Pharmaceutical

Dietary supplement maker slapped with permanent injunction for distributing dangerous pills

dietary supplements pills probiotics Dietary supplement maker slapped with permanent injunction for distributing dangerous pillsVivaCeuticals Inc., doing business as Regeneca Worldwide, and its owner Matthew A. Nicosia, a distributor of dietary supplements, have been ordered by a federal court to stop selling its products because they were found to contain dangerous ingredients including 1, 3-dimethylamylamine (DMAA).

U.S. District Judge Josephine L. Staton for the Central District of California entered a consent decree of permanent injunction against the parties based on a complaint, filed by the U.S. Department of Justice on behalf of the Food and Drug Administration (FDA), that Regeneca Worldwide was unlawfully distributing unapproved new drugs, and adulterated and misbranded dietary supplements.

DMAA is an amphetamine derivative that has been widely used in sports supplements sold in the U.S. It is often promoted as a “natural” supplement for bodybuilding, athletic performance, and weight loss. DMAA was at one time an approved drug for nasal decongestion, but the drug is no longer recognized as having any medical benefit.

DMAA narrows blood vessels and arteries, which can cause blood pressure to elevate and may lead to cardiovascular problems including shortness of breath, arrhythmias, tightening in the chest, and heart attacks. It may also cause seizures and other neurological and psychological conditions.

In August 2012, the FDA sent Regeneca a warning letter over its marketing of dietary supplements containing DMAA. Despite the company’s assurances that it was correcting the violations, it continued to distribute dietary supplements containing DMAA.

Provided material:
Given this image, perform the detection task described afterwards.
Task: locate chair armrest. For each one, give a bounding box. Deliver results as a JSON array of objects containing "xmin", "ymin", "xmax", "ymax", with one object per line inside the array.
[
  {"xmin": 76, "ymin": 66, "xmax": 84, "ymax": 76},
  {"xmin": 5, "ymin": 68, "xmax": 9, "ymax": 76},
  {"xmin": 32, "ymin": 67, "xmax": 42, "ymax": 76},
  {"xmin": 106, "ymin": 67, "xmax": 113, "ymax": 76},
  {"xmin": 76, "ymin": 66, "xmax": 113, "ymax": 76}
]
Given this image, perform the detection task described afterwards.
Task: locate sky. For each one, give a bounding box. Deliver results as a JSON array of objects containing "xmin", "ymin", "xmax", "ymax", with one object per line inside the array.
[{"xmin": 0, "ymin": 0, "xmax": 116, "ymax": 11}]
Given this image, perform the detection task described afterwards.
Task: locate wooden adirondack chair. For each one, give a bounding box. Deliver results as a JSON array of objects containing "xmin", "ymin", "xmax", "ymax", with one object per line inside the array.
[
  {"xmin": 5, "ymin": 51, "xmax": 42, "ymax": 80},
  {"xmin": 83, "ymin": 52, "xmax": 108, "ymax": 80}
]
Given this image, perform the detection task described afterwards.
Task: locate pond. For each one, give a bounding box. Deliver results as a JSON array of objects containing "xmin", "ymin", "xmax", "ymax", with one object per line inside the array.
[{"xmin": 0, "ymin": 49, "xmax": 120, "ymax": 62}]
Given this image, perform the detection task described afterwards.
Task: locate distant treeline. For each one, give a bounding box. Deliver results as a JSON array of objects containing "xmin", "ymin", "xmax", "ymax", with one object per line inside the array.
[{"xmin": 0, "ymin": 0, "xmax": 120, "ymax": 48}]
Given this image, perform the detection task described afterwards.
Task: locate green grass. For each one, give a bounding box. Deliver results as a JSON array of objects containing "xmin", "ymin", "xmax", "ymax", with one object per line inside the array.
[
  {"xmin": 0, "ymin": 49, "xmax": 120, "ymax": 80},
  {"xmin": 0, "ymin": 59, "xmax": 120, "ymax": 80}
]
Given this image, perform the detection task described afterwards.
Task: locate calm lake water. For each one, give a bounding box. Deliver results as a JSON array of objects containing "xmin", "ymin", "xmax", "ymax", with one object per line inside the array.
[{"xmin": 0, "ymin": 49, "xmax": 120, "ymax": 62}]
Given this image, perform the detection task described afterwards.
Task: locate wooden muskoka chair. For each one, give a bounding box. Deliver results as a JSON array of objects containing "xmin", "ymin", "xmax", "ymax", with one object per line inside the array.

Work required:
Reproduce verbatim the passage of the article on the dietary supplement injunction that begins with the words containing "DMAA narrows blood" and ends with "and psychological conditions.".

Written answer:
DMAA narrows blood vessels and arteries, which can cause blood pressure to elevate and may lead to cardiovascular problems including shortness of breath, arrhythmias, tightening in the chest, and heart attacks. It may also cause seizures and other neurological and psychological conditions.